> _TEXT SHOWN_:

▶

Saturday, August 4, 2012

Where to begin...

[First, I'd like to explain my absence for the past several months. I'll have you know that I very much desired to blog. In fact, often I had the hankering to do so! But for some reason, on my previous blog site,, it wouldn't let me see what I was typing as I was creating the post... clearly, that didn't foster a happy Chacha willing and able to update her blog. Ah well, alas, now I'm using and things are much better! :)

Second, I'll write another post updating about school in another post, but as for now, I don't know, just don't really feel like writing about that. Instead, I propose to pose a question I thought of today/have been mulling over for several weeks.

◀

> _SUPPLIED DATA_:
▶

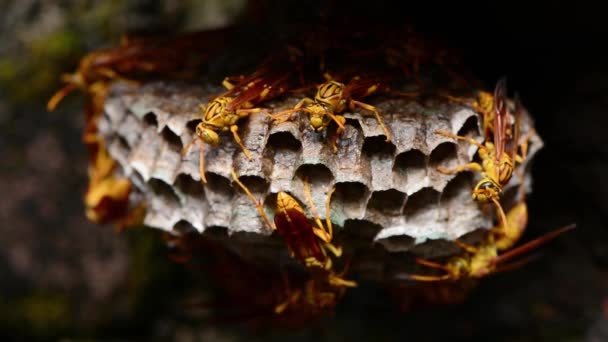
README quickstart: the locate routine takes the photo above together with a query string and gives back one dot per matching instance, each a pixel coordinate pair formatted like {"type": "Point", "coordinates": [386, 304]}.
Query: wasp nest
{"type": "Point", "coordinates": [387, 194]}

◀

> _INSTRUCTION_: Extend the August 4, 2012 blog entry about returning to blogging, beginning after its final sentence.

> _ANSWER TO THE PROBLEM_:
A little background, before I pop the question: Don't really read too much into the question. Sure, I am dating someone right now*, but that's not really so much the reason for it. I have been thinking a lot lately (I'm going to come back to this point after the section of this post about the question/maybe just generate another post for that topic) and sort of, just, inventing questions and posing them to myself. Often, I'm left without an answer which makes me think that a) I'd be a really good/bad test maker, b) I'm asking questions so boring I don't really want to take the time to ponder all too deeply, c) I'm asking questions so thought provoking and perhaps frightening that I *choose* to not produce an answer, or d) all of the above/I'm once again over thinking and my sleep dep is getting the better of me. So what's all this hype about? Okay, okay, here it is:

Do you believe that there is someone who love you exactly as you are? When I say exactly, I mean precisely as you are.

Before I speculate my thoughts (yes, speculate my own thoughts, as I'm not really even sure about them myself) I will suggest that I think there are really only three answers.

1) Yes, of course!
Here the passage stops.